* Begin *

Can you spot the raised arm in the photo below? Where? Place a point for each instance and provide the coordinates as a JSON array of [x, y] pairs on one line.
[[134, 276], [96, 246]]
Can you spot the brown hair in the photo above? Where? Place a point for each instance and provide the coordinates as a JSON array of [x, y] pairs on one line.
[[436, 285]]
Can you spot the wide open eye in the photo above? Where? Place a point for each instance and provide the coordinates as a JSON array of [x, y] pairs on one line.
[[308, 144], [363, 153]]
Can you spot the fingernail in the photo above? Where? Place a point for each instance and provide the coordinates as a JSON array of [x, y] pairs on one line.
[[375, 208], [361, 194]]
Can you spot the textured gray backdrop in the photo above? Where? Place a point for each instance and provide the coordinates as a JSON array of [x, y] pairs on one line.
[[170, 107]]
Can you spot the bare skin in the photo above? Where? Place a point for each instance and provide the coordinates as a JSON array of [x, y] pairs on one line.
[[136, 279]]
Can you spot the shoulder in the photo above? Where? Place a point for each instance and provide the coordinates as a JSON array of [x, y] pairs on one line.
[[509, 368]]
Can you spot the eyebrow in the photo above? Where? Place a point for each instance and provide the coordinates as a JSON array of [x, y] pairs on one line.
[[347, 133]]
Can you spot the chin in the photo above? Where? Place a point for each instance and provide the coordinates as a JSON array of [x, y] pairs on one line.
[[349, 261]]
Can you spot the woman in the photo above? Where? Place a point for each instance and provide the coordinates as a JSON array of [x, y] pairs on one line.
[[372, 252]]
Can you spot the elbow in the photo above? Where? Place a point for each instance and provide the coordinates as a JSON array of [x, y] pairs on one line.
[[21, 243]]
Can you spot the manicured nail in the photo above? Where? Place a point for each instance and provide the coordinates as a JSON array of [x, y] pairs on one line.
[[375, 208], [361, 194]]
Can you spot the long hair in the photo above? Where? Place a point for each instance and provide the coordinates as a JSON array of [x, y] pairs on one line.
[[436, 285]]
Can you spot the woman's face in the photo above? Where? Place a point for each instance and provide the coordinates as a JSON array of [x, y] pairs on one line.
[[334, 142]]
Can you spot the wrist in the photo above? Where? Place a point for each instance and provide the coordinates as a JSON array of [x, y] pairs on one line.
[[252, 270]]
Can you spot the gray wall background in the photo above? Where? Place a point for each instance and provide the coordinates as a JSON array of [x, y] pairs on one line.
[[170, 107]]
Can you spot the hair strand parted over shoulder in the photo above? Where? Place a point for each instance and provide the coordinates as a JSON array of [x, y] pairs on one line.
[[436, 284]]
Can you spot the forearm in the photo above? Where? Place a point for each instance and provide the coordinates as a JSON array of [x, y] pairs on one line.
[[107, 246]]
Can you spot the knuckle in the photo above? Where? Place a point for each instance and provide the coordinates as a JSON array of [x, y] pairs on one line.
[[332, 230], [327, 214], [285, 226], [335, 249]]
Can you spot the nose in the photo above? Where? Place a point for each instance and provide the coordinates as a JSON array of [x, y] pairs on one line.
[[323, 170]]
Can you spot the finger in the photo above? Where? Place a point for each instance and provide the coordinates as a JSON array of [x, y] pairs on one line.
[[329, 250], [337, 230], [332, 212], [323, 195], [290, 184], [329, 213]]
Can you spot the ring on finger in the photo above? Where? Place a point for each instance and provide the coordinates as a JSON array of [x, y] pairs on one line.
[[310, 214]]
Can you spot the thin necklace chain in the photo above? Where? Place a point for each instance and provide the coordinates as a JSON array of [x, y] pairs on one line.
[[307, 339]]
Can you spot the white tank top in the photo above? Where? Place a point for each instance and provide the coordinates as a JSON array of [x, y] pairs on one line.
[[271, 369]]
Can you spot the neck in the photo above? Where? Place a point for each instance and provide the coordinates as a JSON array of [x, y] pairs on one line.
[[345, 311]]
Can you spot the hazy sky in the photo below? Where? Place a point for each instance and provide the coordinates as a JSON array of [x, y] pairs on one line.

* End *

# Work instructions:
Rewrite the records starting at the line containing "Can you spot the elbow" and ending at the line containing "[[334, 142]]", replacing "coordinates" with "positions" and keeping everything else the same.

# Expected output:
Can you spot the elbow in the photo above? Where? Place a point for each instance and provide the positions as a JSON array of [x, y] pairs on one line.
[[21, 243]]
Can you spot the manicured nail in the photo above? Where? Place a point for each instance and provide the positions as a JSON array of [x, y] pairs on one line.
[[375, 208], [361, 194]]
Can you spot the long hair in the photo above? Where? Place a point for each instance and provide the positions as a JSON array of [x, y] pairs on one line.
[[436, 285]]
Can you spot the woman's face in the photo above? Where? Place a point for each instance and provide the positions as a JSON array of [x, y] pairs on one line.
[[334, 142]]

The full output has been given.